READING TEXT:
==*==

3 Keys for Coaching "Kids These Days" [ARTICLE]
|3 Keys for Coaching "Kids These Days"|
|By: Cindy Bristow
Provided by: Softball Excellence
It's tough to relate to players that live in a whole different world. Or is it? How to relate to your players in 3 easy steps.
December through February are popular months for coaching clinics and I'm fortunate to speak at a lot of them. One of the more popular topics I've been speaking on is how to coach the modern-day athlete. In other words, how to better understand the players growing up in a world that is totally different than the one most of us coaches grew up in.
Coaching any sport is a relating business. The more you can relate to, and connect with your players, the better coach you'll be.
What makes it difficult to relate to players from an entirely different generation is that your perspectives are different; theirs are current and fresh and ever-changing, while ours are old and stale and in the past.
Like the picture to the right shows, players are thinking in the future while coaches are thinking in the past.
To help bridge that viewpoint-gap, here's a quick look at 3 keys that will help you do a much better job of coaching kids these days – since those are the only kids you'll ever be coaching:
1. Understand - Understanding means you know as much as you can about the subject. It doesn't imply judgment or comparisons, but simply knowing as much as you can. Times constantly change and the more we can really understand the player standing in front of us today instead of comparing them to ourselves back in our day, the better job we'll do of coaching them:
• Their brains are still developing, while ours are finished.
• Their computer files live in the air, while ours live on our computer.
• Their attention span is only 6-8 seconds, while ours is longer.
• They're the first generation that doesn't need adults for their information.
• They've been raised on softball drills, and we were raised playing softball.
• They're spending all their time on their phone, but they don't want us to. Kids ALWAYS want our attention, and they want to matter.
2. Empathize - Empathy is much deeper than understanding. It's actually feeling what the other person feels. Empathy requires a very intense effort to feel what the other person is going through. And because it takes time to know enough about a person to empathize with them, too many coaches overlook this vital step in really connecting with their players:
• If they are younger than 16 they were born after 9/11 happened - which means they know about it, but we actually felt it.

==*==

ACTIVITIES:
• A. List the points the coaching article gives under its first key, "Understand."
• B. According to the coaching article, which months are popular for coaching clinics?
• C. Continue the article on coaching "kids these days" from the point where it stops.
You won't need the records that follow.

==*==

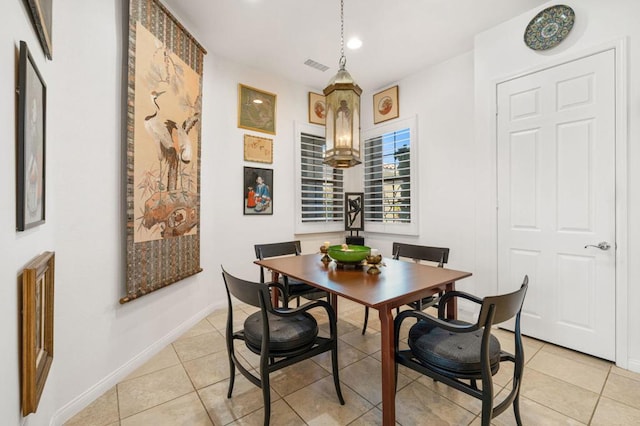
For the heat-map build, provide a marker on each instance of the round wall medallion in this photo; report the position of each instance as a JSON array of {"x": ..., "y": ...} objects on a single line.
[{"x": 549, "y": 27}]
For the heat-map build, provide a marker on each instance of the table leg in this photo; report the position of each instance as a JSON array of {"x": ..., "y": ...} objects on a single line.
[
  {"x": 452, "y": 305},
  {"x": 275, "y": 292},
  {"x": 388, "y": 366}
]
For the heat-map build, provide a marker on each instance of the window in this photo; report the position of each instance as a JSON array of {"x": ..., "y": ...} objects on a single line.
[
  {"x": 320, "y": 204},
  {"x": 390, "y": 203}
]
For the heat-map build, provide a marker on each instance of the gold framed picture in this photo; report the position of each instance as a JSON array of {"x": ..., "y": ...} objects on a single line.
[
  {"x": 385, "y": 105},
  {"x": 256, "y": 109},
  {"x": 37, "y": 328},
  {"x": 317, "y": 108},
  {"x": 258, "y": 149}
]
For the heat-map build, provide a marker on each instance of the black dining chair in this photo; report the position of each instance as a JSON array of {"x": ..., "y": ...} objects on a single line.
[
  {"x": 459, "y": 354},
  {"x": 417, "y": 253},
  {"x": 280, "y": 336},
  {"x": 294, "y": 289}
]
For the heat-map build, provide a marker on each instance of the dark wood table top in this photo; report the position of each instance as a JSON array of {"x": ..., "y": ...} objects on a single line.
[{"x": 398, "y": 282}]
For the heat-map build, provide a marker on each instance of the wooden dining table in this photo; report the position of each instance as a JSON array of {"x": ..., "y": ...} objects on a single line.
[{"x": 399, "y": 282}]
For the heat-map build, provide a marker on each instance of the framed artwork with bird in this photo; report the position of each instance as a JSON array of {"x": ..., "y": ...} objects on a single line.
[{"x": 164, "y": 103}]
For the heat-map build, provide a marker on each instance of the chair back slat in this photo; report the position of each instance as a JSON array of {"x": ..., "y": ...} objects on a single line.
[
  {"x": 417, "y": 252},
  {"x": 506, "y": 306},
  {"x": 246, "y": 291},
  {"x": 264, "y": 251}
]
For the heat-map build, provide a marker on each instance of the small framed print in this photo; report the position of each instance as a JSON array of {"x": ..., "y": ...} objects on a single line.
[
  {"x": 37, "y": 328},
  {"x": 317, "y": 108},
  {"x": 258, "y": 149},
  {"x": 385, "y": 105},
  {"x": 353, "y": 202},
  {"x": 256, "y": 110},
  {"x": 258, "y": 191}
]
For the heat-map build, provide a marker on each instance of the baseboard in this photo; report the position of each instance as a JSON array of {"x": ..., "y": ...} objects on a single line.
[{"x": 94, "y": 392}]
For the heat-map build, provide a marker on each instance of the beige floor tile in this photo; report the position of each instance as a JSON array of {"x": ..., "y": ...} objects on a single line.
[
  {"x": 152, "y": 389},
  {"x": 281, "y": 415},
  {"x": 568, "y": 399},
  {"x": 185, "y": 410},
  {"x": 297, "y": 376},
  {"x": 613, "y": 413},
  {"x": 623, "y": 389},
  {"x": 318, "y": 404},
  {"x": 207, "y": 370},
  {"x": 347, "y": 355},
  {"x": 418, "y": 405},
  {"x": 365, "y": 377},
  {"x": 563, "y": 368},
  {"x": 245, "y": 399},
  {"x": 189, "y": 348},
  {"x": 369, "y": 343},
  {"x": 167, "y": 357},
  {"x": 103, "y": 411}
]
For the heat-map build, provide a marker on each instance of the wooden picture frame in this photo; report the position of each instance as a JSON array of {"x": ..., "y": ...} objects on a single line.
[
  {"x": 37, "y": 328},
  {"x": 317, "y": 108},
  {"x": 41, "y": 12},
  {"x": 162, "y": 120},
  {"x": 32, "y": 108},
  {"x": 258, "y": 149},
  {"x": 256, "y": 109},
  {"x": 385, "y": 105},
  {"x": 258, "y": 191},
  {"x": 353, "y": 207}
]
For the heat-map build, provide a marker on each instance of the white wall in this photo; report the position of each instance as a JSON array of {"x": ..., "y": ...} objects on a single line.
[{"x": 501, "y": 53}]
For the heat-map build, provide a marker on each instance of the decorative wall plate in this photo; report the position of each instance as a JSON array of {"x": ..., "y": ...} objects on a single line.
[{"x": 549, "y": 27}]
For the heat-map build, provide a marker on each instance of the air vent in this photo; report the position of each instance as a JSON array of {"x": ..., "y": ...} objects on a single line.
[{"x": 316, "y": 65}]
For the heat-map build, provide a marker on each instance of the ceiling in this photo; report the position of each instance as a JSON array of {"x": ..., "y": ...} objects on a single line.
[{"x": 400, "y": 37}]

==*==

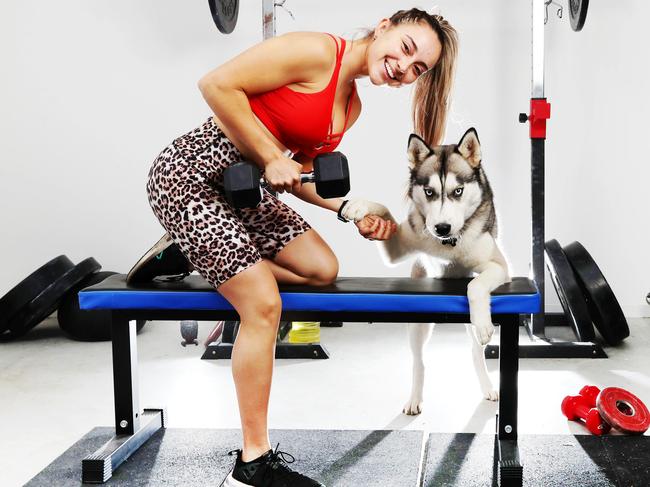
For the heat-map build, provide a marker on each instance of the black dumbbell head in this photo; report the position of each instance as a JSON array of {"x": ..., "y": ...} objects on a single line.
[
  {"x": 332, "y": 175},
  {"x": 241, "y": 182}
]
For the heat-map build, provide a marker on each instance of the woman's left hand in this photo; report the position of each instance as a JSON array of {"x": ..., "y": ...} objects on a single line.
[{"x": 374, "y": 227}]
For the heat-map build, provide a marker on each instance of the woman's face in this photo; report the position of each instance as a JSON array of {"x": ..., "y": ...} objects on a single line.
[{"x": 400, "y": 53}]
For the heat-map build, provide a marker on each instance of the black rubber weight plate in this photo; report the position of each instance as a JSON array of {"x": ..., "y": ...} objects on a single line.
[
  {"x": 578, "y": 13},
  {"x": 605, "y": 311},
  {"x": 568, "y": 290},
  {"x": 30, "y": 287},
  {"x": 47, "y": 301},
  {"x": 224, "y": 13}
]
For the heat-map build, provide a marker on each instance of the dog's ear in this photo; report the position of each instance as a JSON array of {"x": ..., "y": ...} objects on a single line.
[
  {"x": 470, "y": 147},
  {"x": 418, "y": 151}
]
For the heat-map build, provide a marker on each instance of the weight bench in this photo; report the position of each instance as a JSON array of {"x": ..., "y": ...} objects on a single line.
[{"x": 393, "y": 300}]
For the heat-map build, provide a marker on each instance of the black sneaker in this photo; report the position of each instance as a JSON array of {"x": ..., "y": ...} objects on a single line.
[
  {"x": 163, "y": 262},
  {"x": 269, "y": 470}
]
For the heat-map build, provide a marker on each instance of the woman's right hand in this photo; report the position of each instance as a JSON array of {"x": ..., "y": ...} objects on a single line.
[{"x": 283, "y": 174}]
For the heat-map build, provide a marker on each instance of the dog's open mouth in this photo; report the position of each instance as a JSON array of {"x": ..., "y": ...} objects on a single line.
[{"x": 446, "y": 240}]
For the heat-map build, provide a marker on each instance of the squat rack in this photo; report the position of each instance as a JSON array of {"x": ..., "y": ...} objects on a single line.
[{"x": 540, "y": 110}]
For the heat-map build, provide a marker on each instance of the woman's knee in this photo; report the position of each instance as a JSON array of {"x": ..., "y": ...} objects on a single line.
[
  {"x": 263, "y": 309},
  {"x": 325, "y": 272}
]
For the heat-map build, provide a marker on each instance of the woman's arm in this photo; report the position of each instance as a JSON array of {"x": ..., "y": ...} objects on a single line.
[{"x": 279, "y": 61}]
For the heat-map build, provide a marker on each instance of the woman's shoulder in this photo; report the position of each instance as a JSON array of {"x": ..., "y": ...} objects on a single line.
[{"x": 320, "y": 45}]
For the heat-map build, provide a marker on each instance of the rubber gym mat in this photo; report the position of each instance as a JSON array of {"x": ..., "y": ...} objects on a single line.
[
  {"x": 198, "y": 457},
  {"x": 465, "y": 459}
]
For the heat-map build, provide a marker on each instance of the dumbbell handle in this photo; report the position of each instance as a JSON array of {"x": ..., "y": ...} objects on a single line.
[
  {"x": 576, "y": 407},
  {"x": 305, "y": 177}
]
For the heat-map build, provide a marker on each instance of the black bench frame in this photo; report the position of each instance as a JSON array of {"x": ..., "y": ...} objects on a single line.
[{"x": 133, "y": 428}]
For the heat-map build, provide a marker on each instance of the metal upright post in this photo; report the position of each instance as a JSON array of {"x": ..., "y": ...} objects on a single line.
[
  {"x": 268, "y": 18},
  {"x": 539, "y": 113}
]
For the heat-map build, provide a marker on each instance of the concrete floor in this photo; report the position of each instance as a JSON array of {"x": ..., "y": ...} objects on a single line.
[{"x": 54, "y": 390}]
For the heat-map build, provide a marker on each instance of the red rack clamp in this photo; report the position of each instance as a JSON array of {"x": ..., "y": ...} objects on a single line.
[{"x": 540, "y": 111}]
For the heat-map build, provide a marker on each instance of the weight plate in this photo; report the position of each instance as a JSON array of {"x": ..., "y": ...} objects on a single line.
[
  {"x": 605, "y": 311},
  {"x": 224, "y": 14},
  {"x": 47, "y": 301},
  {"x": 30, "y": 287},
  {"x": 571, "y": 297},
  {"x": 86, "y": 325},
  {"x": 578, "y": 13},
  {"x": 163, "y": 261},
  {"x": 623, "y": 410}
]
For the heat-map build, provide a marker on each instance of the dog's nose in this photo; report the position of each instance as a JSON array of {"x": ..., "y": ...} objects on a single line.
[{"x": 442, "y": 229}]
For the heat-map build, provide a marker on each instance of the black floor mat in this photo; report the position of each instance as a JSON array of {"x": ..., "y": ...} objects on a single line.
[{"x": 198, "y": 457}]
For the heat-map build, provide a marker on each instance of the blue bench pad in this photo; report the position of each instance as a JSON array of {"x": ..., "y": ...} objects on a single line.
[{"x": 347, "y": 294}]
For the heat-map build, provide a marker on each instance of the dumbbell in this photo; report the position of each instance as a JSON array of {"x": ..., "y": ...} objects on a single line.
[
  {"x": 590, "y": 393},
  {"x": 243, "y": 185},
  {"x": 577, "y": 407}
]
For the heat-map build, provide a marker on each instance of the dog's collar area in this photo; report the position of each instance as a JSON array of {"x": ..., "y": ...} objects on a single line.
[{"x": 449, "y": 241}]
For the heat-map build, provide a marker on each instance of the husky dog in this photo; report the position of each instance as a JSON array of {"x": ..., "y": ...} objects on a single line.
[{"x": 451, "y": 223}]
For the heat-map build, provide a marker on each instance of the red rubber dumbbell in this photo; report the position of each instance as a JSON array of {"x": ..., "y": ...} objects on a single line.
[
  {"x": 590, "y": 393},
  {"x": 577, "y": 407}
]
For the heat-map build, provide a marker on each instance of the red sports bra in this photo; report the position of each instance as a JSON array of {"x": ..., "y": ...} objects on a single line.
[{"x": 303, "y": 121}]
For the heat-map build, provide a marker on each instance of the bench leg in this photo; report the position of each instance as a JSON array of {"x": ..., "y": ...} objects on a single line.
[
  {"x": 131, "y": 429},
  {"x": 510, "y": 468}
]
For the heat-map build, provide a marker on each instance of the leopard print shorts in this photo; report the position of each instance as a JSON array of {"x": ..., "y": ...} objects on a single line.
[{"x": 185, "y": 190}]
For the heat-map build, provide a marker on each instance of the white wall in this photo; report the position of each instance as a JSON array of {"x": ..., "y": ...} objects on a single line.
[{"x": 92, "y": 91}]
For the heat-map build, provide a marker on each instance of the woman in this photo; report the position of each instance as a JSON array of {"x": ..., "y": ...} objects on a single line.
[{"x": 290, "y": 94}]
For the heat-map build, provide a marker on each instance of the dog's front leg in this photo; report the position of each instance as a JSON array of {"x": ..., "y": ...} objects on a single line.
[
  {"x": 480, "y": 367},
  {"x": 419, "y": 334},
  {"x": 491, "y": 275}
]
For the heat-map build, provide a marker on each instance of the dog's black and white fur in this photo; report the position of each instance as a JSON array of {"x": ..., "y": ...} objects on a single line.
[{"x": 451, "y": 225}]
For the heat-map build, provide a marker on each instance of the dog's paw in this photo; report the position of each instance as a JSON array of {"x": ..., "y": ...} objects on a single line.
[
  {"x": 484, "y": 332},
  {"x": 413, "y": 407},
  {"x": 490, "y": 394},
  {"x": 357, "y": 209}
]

==*==

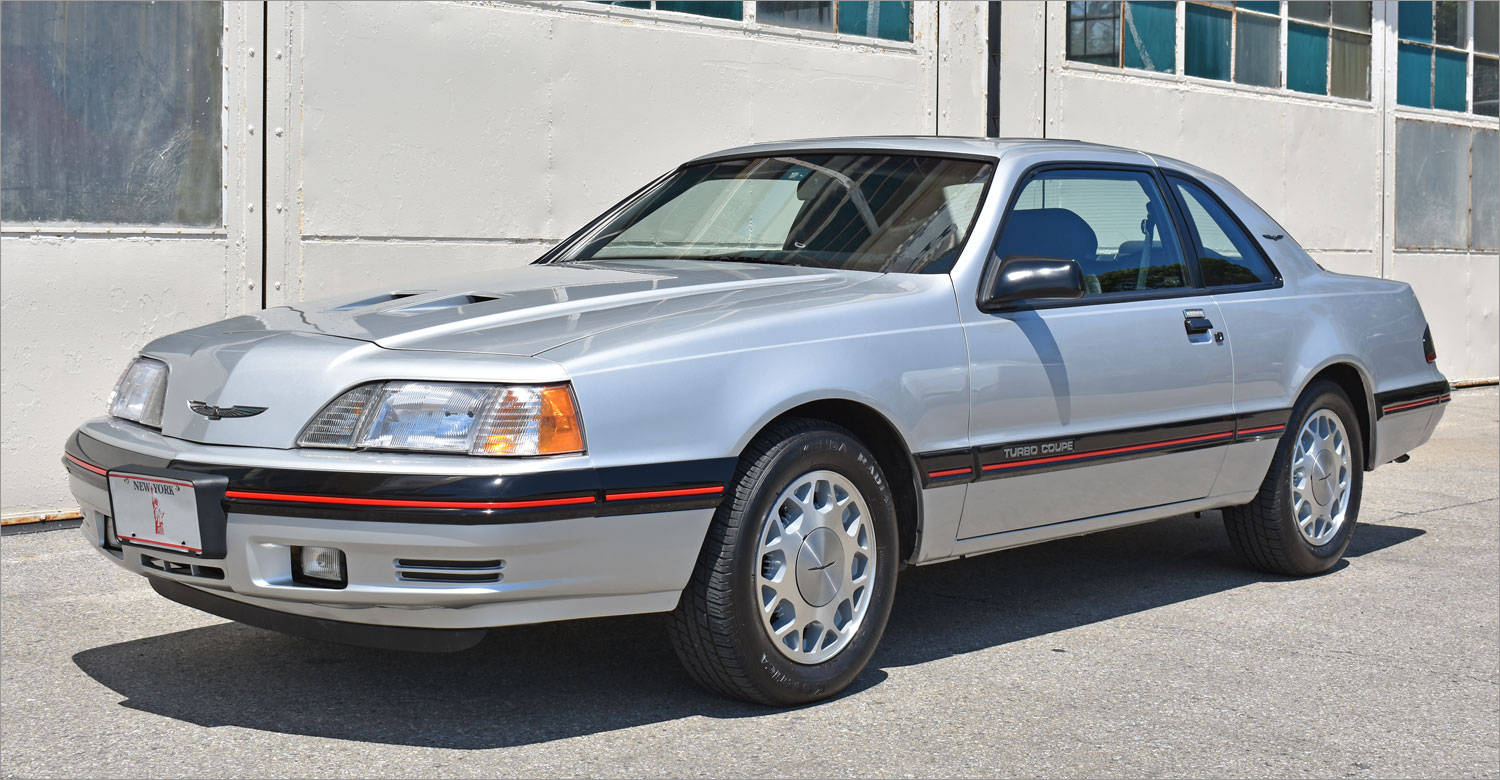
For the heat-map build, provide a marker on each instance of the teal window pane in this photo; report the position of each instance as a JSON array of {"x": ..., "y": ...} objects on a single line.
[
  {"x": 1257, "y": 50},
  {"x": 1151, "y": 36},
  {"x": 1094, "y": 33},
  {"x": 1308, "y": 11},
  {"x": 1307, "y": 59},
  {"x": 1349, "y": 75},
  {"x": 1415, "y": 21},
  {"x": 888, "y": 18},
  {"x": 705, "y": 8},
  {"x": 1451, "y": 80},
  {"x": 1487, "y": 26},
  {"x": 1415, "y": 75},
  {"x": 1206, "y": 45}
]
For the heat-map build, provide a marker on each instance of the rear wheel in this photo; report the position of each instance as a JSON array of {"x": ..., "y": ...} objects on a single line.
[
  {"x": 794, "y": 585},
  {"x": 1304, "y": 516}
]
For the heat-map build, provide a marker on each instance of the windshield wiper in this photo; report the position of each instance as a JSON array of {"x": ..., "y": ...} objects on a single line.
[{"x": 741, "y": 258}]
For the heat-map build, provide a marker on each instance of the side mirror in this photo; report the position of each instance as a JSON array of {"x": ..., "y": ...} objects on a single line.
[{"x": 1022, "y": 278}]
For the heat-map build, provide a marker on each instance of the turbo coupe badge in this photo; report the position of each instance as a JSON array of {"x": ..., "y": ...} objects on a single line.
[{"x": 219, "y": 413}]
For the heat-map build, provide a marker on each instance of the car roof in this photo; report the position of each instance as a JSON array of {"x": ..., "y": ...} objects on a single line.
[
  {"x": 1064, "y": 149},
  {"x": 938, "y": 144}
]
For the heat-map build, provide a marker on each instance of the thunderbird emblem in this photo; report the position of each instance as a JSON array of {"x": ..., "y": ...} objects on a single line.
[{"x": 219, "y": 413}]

==*==

REPLIES:
• A.
- Their brains are still developing, while ours are finished.
- Their computer files live in the air, while ours live on our computer.
- Their attention span is only 6-8 seconds, while ours is longer.
- They're the first generation that doesn't need adults for their information.
- They've been raised on softball drills, and we were raised playing softball.
- They're spending all their time on their phone, but they don't want us to; kids always want our attention, and they want to matter.

• B. December through February.

• C.
• They've grown up in a world of violence with 60 mass shootings totaling 795 fatalities since 2001, while our violence happened far away in war zones.
• Close to 50% of them feel overwhelming anxiety or depression!
• The popular movies of their time are Divergent and Hunger Games – where kids are endangered or killed, while our movies were Ghostbusters and Home Alone.
• Honesty is a huge tool in creating a relationship with your players. I never hesitate to ask them to help me make an idea current, or to let them know if I don't know something. As Daniel Coyle says in his new book The Culture Code, vulnerability is one of the 3 qualities that all outstanding performers possess.
3. Time-Travel - This is the magic that allows older coaches to connect with younger players. Traveling in time is usually thought of as a backward exercise, like traveling back to the middle ages. But I'm talking about traveling forward – throwing your mind into the world of technology and current-day examples.
• Use your iPad at practice to show video of what the player is doing instead of trying to describe it in words.
• Figure out a key word as the focus for each day's practice and then use it in a #hashtag. By the way, they have NO clue what the pound sign means. It's a hashtag to them.
• Have your players use their phone to record a key thing they learned at last practice and replay it for you before today's practice.
Coaching any athlete takes effort, and a huge part of that effort is spent on trying to get them to listen, to be vulnerable and to try their best. Kids in any day are good kids! They want to do well and please the people they care about. Kids in any day have big hearts and kind souls so work harder to find those qualities within each of your players, and not so hard trying to keep the?old days?alive!